* [TASK SET]
1. Answer these questions from the passage on MAGL assay methods.
(a) What reaction is MAGL the main enzyme responsible for?
(b) Who proposed the approach based on the MAGL-catalyzed hydrolysis of p-nitrophenyl alkyl esters, and in what year?
(c) On which fluorescent dyes are the small-molecule substrate probes based?
2. Carry on the passage on MAGL assay methods, starting after its final sentence.

* [QUOTED PASSAGE]
'''
MAGL is the main enzyme responsible for the hydrolysis of 2-AG. The predominant assay methods for screening and characterizing MAGL activity modulators involve measuring the breakdown products of radiolabeled MAGL substrates [17,45] or detecting the release of arachidonic acid resulting from 2-AG hydrolysis using high-performance liquid chromatography (HPLC) coupled with UV [91] or mass spectrometric detection [92]. These methods are highly sensitive and accurate, using, de facto, the endogenous substrate as the probe but, on the other hand, require the use of radioactive labeled compounds and purification and extraction procedures coupled with the use of expensive instrumentation and are not particularly amenable for HTS [17,93,94]. In this scenario, an alternative approach based on the evaluation of the rate of MAGL-catalyzed hydrolysis of p-nitrophenyl alkyl esters by the UV monitoring of the release of p-nitrophenol was proposed by Miccioli in 2008 [95]. Taking advantage of these features, several fluorogenic probes have been finalized for the detection of MAGL, which are based on the different emission properties before and after the deacylation of fluorophores. Several research attempts have focused on developing reliable, straightforward, cost-effective, and sensitive as well as high-throughput assays for investigating the activity of MAGL. Among these, small-molecule substrate probes based on coumarin and resorufin fluorescent dyes have been synthesized and evaluated.
'''
* [MATERIAL SUPPLIED]
'''
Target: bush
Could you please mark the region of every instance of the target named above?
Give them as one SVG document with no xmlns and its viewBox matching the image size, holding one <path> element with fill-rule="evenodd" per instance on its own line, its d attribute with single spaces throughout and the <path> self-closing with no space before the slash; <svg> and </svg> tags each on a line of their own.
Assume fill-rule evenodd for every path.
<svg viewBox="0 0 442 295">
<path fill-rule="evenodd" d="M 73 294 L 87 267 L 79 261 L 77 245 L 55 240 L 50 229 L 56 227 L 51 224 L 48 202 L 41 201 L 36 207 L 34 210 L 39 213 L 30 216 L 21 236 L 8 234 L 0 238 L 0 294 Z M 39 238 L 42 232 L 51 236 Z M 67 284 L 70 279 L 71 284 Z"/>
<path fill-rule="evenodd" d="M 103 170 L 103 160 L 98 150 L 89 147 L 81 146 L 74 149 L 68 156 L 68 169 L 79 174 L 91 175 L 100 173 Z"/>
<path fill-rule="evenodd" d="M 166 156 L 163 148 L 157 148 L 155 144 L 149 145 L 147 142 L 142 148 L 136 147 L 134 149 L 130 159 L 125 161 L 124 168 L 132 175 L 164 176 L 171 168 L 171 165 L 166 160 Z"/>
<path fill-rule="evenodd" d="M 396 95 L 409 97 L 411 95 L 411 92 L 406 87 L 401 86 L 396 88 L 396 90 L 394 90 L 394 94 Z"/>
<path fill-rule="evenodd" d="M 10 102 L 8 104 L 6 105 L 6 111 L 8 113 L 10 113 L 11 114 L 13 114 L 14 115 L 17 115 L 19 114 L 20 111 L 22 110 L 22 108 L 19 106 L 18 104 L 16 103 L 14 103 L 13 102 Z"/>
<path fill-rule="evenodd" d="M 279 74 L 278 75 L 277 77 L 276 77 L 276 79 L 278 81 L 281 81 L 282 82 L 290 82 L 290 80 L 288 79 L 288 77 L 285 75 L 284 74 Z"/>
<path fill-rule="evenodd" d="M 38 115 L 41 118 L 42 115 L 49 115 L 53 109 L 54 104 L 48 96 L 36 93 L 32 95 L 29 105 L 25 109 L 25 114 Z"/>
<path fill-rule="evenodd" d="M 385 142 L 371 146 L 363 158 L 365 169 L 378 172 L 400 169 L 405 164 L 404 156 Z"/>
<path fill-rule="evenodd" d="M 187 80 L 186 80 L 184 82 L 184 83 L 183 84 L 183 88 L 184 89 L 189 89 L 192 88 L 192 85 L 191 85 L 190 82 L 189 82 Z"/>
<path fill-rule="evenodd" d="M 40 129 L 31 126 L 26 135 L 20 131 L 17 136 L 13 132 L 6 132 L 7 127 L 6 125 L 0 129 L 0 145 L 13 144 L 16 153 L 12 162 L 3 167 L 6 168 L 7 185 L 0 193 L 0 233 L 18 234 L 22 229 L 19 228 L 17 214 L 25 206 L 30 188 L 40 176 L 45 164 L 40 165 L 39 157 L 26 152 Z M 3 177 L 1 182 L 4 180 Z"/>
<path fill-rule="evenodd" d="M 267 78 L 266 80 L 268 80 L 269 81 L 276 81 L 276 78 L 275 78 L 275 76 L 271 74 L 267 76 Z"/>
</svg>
'''
* [TASK-BY-TASK RESULTS]
1.
(a) The hydrolysis of 2-AG.
(b) Miccioli, in 2008.
(c) Coumarin and resorufin.

2.
Starting from the large application of maleimides, which react rapidly and specifically with thiols to give addition products under mild conditions, fluorescent maleimides for the study of protein structure were first designed and synthesized by Kanaoka [96]. This maleimide-based fluorescent probe found wide applications in the study of protein structural and micro-environmental properties, micro-assays for glutathione S-transferase, and as derivatization agent for the HPLC analysis of thiol compounds. Casida et al. [97] reported the synthesis of a thioester analog of the endocannabinoid 2-AG, S-arachidonoyl-2-thioglycerol (2-ATG), in an eight- or nine-step procedure with a yield of 25%. This substrate was reacted with methyl maleimido-benzochromenecarboxylate (MMBC) [98] for fluorescent assays of human recombinant MAGL lipase (hMAGL) and human brain membrane MAGL hydrolase activity. 2-ATG was found to be an excellent substrate for hMAGL and a suitable probe for microplate assays measuring 2-thioglycerol (2-TG) liberation by the reaction with MMBC and the formation of a fluorescent derivative (Figure 4).
The method proposed by Casida [97] has seen limited utilization due to the involvement of two enzymes, leading researchers to focus on methods employing a single enzyme. Wang et al. developed a 7-hydroxycoumarinyl-arachidonate (7-HCA) by substituting the glycerol moiety of 2-AG with a fluorescent coumarin derivative [99] (Figure 5).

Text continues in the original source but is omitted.